• [Required work] A verbatim copy of the entries is the required answer.

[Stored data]
Content starts

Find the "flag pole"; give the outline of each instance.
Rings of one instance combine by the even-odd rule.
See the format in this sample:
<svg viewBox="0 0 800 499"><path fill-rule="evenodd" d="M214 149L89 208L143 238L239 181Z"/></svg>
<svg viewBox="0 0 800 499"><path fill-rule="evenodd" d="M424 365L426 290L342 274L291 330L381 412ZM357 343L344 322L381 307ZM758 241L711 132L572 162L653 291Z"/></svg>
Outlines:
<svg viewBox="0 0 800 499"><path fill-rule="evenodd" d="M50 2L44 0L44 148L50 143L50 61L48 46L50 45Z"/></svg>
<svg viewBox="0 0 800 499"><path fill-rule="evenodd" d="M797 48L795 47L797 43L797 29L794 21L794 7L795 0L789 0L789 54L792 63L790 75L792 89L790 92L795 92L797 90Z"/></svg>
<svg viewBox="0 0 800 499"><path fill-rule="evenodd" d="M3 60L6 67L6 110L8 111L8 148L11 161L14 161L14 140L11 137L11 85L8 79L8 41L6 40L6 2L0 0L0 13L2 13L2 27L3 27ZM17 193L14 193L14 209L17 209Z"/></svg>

Content ends

• [Exercise answer]
Find the "flag pole"; give the outline of each instance.
Rings of one instance combine by the even-odd rule.
See the format in this sample:
<svg viewBox="0 0 800 499"><path fill-rule="evenodd" d="M214 149L89 208L143 238L239 181Z"/></svg>
<svg viewBox="0 0 800 499"><path fill-rule="evenodd" d="M424 365L426 290L342 274L291 330L381 412ZM357 343L344 322L381 307ZM758 241L711 132L572 162L653 291Z"/></svg>
Outlines:
<svg viewBox="0 0 800 499"><path fill-rule="evenodd" d="M50 2L44 0L44 148L50 143L50 61L48 46L50 45Z"/></svg>
<svg viewBox="0 0 800 499"><path fill-rule="evenodd" d="M797 48L795 47L797 43L797 29L794 21L794 7L795 0L789 0L789 54L792 63L790 75L792 89L790 92L795 92L797 90Z"/></svg>
<svg viewBox="0 0 800 499"><path fill-rule="evenodd" d="M3 60L6 67L6 110L8 111L8 148L11 161L14 161L14 140L11 137L11 85L8 79L8 41L6 40L6 2L0 0L0 13L2 13L2 27L3 27ZM17 193L14 193L14 209L17 209Z"/></svg>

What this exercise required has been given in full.